Data:
★ ★ ★ ★ ★

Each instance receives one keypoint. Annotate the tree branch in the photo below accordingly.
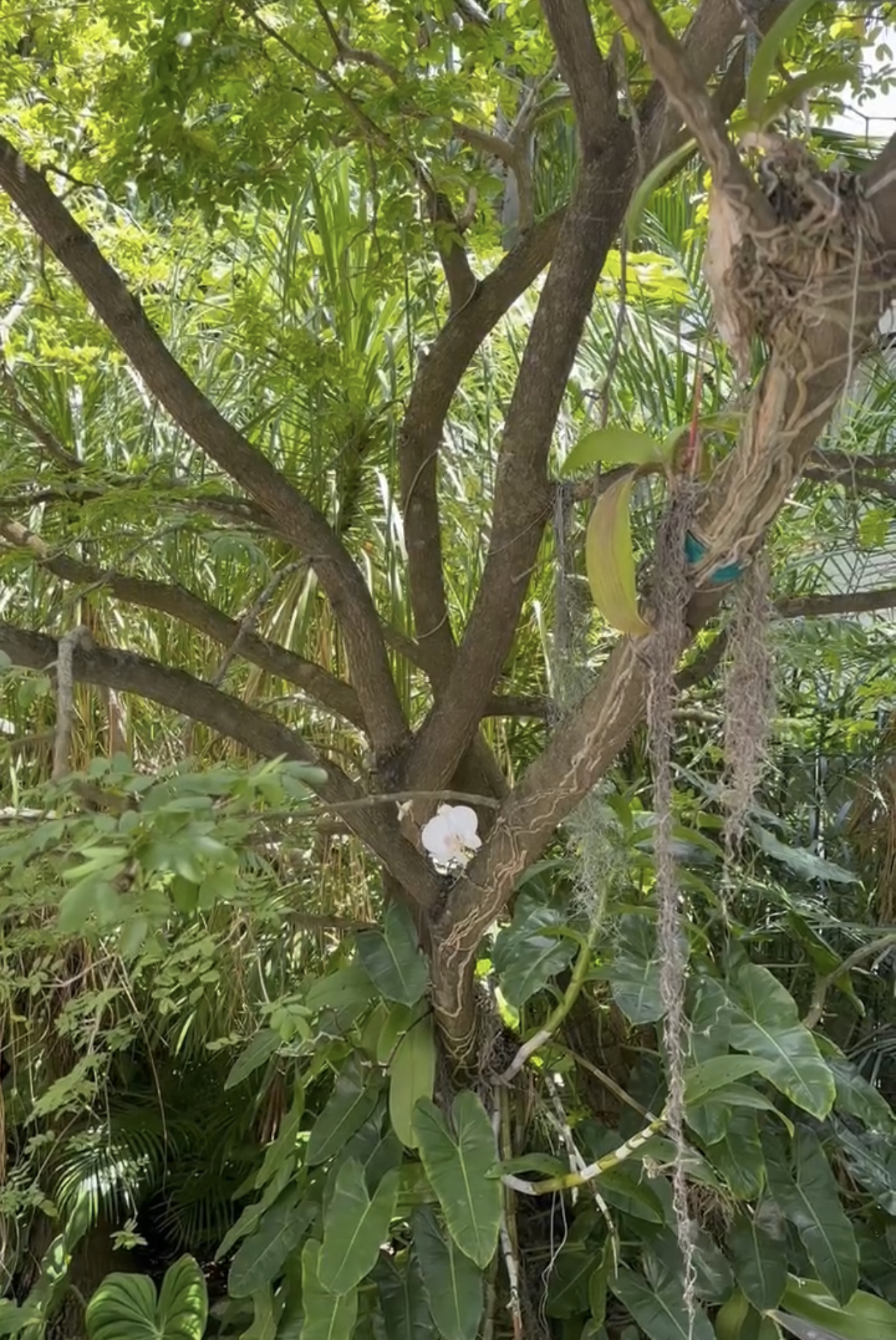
(672, 65)
(216, 436)
(375, 826)
(522, 495)
(189, 609)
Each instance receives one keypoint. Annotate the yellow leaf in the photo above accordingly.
(610, 559)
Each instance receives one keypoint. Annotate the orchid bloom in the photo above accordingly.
(450, 836)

★ ★ ★ ★ ★

Copy out all the records above, including each request. Subtract 116 from both numbers in every coordinate pair in the answers. Leave the pictures out of your copy.

The response:
Each instance receives one keypoint. Annotate the tree branch in the photo below accordingly.
(556, -51)
(100, 320)
(259, 710)
(406, 379)
(73, 493)
Each instance receives one keypoint. Annotate the yellow leaf in the photo above accordingly.
(494, 443)
Each instance receives one keypoint. Annotate the orchid bloom in the photo above accordingly.
(334, 720)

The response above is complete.